**Instructions to follow:**
Render all of the entries below as a numbered list, omitting blank lines and leaving the pictures out of your answer.

(Rows from a dataset)
▬▬▬
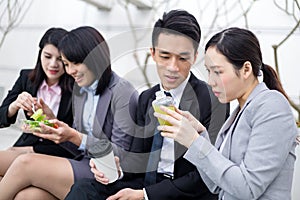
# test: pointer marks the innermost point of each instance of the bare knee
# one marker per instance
(33, 193)
(24, 162)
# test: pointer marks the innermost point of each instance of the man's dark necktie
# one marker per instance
(150, 177)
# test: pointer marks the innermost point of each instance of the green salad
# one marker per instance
(38, 117)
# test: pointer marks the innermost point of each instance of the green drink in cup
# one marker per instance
(162, 100)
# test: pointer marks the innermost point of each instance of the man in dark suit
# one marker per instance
(175, 41)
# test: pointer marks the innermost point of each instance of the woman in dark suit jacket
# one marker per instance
(104, 106)
(48, 75)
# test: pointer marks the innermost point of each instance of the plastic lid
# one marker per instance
(101, 148)
(160, 94)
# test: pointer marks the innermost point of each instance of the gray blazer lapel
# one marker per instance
(102, 107)
(225, 128)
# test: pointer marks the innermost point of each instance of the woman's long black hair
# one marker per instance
(86, 45)
(37, 75)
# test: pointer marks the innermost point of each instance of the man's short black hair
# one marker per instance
(178, 22)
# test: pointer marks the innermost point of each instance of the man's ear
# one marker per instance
(246, 70)
(152, 51)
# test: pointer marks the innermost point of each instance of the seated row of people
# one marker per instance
(174, 160)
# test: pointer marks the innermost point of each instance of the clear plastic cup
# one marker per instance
(102, 155)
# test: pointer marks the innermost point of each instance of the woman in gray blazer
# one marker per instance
(103, 104)
(254, 154)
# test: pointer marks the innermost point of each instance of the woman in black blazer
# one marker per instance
(48, 73)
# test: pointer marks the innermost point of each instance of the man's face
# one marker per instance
(174, 56)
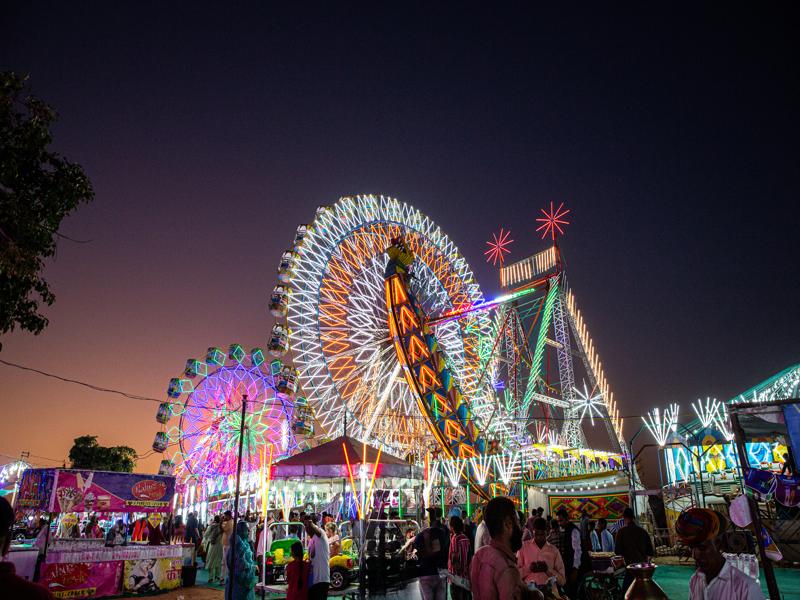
▬▬▬
**Answer for this exercise:**
1. # test: pointer marks the innermost point of each instance of the bare knee
2. # one marker per instance
3. (33, 193)
4. (24, 162)
5. # test: pointer marks the innermost point of each instance of the man's dark necktie
6. # one marker per instance
7. (150, 177)
8. # test: pointer marks the innermost point of each instance of the green salad
9. # one marker per instance
10. (38, 117)
11. # test: pointer marks the innermost point of each instance of the green drink in cup
12. # one marker per instance
13. (162, 100)
14. # test: pointer marks the innermost point of each instance of the man in dark suit
15. # one marker per instance
16. (175, 41)
17. # test: pointer marks the innermost point of each instance of the woman in dark suit jacket
18. # one marker per instance
19. (104, 106)
20. (48, 75)
21. # test: pointer marks the innermost point of each instance of the plastic lid
22. # one marker per instance
23. (101, 148)
24. (160, 94)
25. # test: pointer marks the innermost point of each instance of the gray blazer lapel
26. # one marker per instance
27. (102, 107)
28. (225, 128)
29. # test: pointer marks the innermost point of each instance of the woman's long black hair
30. # one marker per instance
31. (86, 45)
32. (37, 75)
33. # test: pointer marks the innermost point of each instance of the man's short black hair
34. # one marker per instance
35. (178, 22)
36. # test: pointer marks the innermost point of each instance of the man's ear
37. # one marker per instance
38. (246, 70)
39. (152, 51)
40. # test: pointer marks the innermost point of each instance of the seated row of people
41. # one marker per instance
42. (174, 160)
43. # test: pointer marks the innermost point of each instance of the clear plastic cup
44. # one marker per instance
45. (102, 155)
46. # test: pointer marks the innermost point of each instance of the woman in gray blazer
47. # one marker per instance
48. (103, 104)
49. (254, 154)
50. # test: pointer marks the innermost point of each instance of the woman in black blazer
51. # one marker per instance
52. (48, 73)
53. # test: pointer marks the innermost point of each instance of the man's face
54. # one marker per instance
55. (174, 56)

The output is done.